◆ **Objective A**
Locate each line in the records below that contains the word "paved", and copy those lines.

◆ **Text passage**
Posted by Barb in Blackhoof | April 2, 2009 7:22 AM

Mornin' All,

Keeping things sort and simple... At one time I raised 26 (surviving) chicks which each became a chicken with a letter of the alphabet name. I tried to commit them to the stew pot in alphabetic order but that didn't work out.

Dale, thanks for the James Taylor/Mark O'Connor song. One can never listen to too much of either of those fine gentlemen.

Posted by Kathy in Wisconsin | April 2, 2009 7:25 AM

Dogs Muttley and Fancy - names very descriptive of their personalities.
Just had to mention that yesterday evening I saw a bright, beautiful turquoise-and-rose Eastern bluebird looking for a place to nest. Like watching a jewel in flight!

Posted by Teri in Zimmerman | April 2, 2009 7:30 AM

Growing up with six brothers and a sister we had a Dalmatian dog we so creatively named Spot, but we called him "Spot in the Underwear" because of the location of a very large mark and thought we were so darn funny. Sometimes my oldest brother would give us rides in a little trailer (it was a bit crowded in there)pulled behind the Cub Cadet lawn mower while we sang the jingle for the Yellow Pages over and over.(I think that was another day's discussion)

Posted by Deb T | April 2, 2009 7:31 AM

Good Morning!

I submitted this about ten minutes ago with a link to my dog video and it went into the "...held for blog owner approval" bucket from which they never return so I am posting this again without the link. You can still get to the video on my blog by clicking on my name. Sorry if it ends up a duplicate...

Back when I was training dogs in obedience and agility we had a collection of pooches and naming was always a long drawn out process. Do you try to have the call name related to the registered name or somehow describing the dog? I left that world a few years back and only have one dog left but he is quite the pooch. His name is Ajax, named after the downhill skiing mountain in Aspen CO. I just posted about him on my blog mostly to show the video of him 'helping' me shovel snow. I still have fun training him but not for performance. Now it's just things like walking up the stairs backwards, climbing trees and jumping up on retaining walls when we are out on our walks.


Have a great day everyone!

...and since I'm reposting...
Barb - Perhaps you are thinking of dyslexia as folks often call it that but that's technically not correct. I just call it old age....

◆ **Objective B**
Return the part of the blog comments from "Good Morning!" to "up a duplicate...", copied word for word.

◆ **Data listing**
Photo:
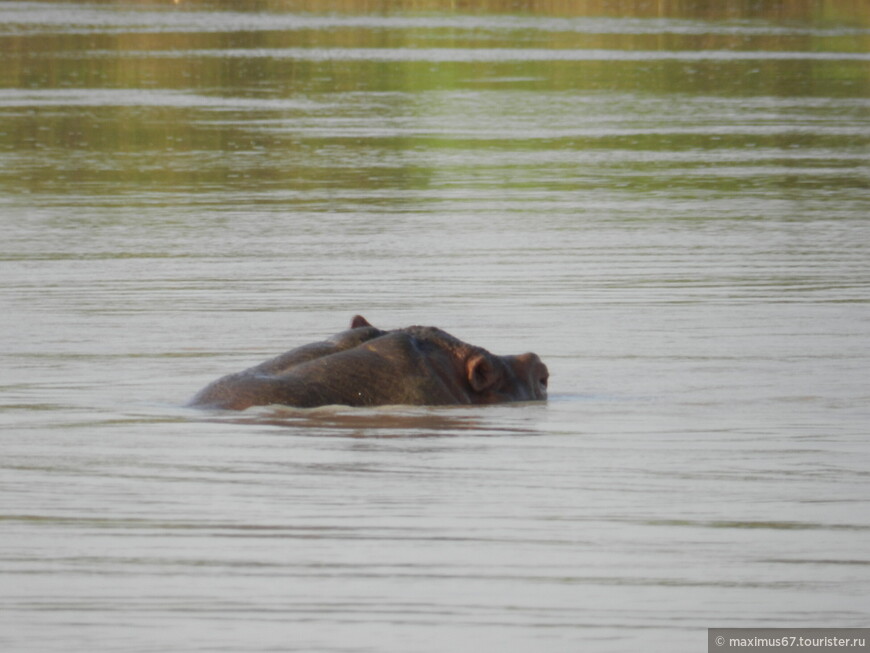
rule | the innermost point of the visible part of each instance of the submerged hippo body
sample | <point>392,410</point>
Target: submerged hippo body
<point>365,366</point>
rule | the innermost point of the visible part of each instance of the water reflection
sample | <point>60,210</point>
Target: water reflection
<point>666,199</point>
<point>382,423</point>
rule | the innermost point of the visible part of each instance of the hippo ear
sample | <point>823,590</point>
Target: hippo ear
<point>482,375</point>
<point>358,321</point>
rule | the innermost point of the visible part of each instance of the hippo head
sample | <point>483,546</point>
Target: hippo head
<point>366,366</point>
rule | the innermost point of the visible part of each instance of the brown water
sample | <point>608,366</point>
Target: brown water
<point>670,207</point>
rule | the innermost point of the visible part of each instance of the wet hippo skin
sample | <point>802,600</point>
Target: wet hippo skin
<point>365,366</point>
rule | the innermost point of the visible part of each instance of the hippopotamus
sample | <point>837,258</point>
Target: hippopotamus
<point>366,366</point>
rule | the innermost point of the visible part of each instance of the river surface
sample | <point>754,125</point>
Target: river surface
<point>670,206</point>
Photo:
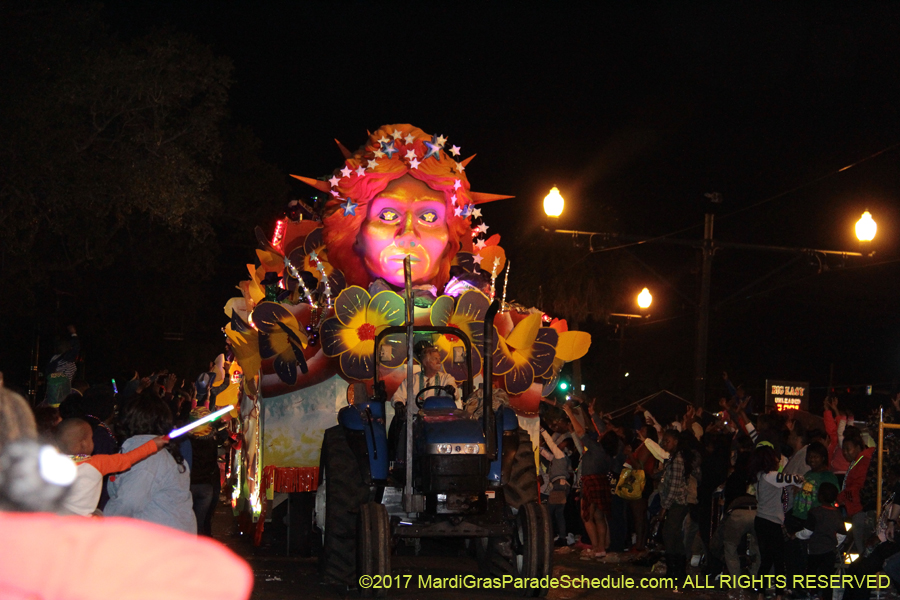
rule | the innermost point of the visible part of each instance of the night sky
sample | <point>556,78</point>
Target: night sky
<point>635,113</point>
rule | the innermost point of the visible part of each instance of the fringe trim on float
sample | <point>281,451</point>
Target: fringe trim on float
<point>291,479</point>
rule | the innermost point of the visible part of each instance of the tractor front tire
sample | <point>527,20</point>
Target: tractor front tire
<point>520,486</point>
<point>345,492</point>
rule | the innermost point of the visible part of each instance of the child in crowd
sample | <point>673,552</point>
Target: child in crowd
<point>824,529</point>
<point>75,438</point>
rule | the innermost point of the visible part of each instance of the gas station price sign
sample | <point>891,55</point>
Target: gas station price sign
<point>787,395</point>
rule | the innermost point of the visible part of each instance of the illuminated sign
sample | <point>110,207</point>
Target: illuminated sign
<point>787,395</point>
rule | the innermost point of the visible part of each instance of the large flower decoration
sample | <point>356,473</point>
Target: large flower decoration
<point>245,343</point>
<point>351,333</point>
<point>570,346</point>
<point>469,319</point>
<point>281,337</point>
<point>527,353</point>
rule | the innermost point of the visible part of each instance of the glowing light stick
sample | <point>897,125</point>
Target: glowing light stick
<point>182,430</point>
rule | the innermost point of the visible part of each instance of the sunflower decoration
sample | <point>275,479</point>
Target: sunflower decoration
<point>358,318</point>
<point>281,337</point>
<point>527,352</point>
<point>467,315</point>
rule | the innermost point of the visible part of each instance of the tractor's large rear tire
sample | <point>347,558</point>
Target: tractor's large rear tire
<point>528,553</point>
<point>521,486</point>
<point>373,548</point>
<point>345,492</point>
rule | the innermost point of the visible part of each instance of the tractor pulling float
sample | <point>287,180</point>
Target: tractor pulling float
<point>394,255</point>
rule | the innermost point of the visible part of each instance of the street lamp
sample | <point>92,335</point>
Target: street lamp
<point>553,203</point>
<point>645,298</point>
<point>865,227</point>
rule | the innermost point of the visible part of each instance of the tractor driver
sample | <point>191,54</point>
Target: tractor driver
<point>429,374</point>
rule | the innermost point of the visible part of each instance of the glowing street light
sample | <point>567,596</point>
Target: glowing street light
<point>645,298</point>
<point>553,203</point>
<point>865,227</point>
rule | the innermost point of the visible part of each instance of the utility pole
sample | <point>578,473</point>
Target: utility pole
<point>707,251</point>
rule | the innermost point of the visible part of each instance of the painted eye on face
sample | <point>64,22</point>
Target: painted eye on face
<point>429,216</point>
<point>389,215</point>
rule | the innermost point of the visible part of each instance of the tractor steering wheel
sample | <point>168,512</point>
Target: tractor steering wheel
<point>420,401</point>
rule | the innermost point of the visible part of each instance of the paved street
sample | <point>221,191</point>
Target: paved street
<point>287,577</point>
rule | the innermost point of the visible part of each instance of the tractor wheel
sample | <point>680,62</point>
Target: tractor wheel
<point>345,492</point>
<point>527,553</point>
<point>373,548</point>
<point>521,486</point>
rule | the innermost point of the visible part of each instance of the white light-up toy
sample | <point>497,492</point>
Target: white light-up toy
<point>211,416</point>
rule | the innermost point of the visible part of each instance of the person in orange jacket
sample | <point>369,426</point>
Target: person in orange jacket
<point>858,457</point>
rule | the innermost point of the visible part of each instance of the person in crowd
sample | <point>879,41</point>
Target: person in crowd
<point>835,426</point>
<point>205,481</point>
<point>765,468</point>
<point>675,497</point>
<point>807,498</point>
<point>62,368</point>
<point>858,458</point>
<point>824,530</point>
<point>16,418</point>
<point>157,489</point>
<point>739,519</point>
<point>75,438</point>
<point>60,558</point>
<point>642,458</point>
<point>596,496</point>
<point>47,418</point>
<point>558,479</point>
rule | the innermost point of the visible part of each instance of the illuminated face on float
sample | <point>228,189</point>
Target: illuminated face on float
<point>404,192</point>
<point>407,218</point>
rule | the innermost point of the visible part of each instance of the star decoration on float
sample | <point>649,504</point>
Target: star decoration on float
<point>433,150</point>
<point>389,149</point>
<point>349,208</point>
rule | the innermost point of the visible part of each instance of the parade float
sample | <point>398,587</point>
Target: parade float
<point>325,285</point>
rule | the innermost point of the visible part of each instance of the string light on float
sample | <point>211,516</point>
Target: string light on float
<point>645,299</point>
<point>554,203</point>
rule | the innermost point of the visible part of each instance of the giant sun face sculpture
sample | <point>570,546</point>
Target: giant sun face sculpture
<point>407,218</point>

◆ **Correct output A**
rule | the innermost point of the visible part of each instance of the paved street
Target: paved street

◆ **Correct output B**
Good Morning!

I submitted this about ten minutes ago with a link to my dog video and it went into the "...held for blog owner approval" bucket from which they never return so I am posting this again without the link. You can still get to the video on my blog by clicking on my name. Sorry if it ends up a duplicate...